YOUR INSTRUCTIONS: Starting at the line with "For instance, the" and going on through the line with "M 355 210 L", reproduce each line in the records below exactly and nothing more.
SOURCE DATA section start
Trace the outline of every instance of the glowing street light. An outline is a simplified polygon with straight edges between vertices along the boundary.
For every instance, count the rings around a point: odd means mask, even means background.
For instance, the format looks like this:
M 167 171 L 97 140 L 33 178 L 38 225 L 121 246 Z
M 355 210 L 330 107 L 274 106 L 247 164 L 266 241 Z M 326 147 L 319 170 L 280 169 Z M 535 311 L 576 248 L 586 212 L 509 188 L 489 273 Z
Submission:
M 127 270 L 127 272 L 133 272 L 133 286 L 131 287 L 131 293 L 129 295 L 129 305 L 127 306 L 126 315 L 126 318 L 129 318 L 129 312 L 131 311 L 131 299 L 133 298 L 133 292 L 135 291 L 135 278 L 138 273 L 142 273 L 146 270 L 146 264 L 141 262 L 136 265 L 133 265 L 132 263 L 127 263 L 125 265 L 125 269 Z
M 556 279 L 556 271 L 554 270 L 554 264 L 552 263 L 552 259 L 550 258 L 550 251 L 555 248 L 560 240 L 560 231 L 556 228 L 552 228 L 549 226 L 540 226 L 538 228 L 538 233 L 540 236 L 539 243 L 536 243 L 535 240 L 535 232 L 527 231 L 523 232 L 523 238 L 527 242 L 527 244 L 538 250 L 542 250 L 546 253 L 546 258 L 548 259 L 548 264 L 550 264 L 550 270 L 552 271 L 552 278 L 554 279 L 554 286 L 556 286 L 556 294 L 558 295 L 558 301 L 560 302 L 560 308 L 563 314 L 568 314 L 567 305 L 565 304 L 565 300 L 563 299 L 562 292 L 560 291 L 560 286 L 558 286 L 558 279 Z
SOURCE DATA section end
ANSWER BELOW:
For instance, the format looks like this:
M 167 171 L 97 140 L 33 178 L 38 225 L 121 246 Z
M 355 210 L 330 107 L 274 106 L 247 164 L 266 241 Z M 326 147 L 319 170 L 280 169 Z M 535 311 L 576 248 L 586 212 L 509 188 L 489 273 Z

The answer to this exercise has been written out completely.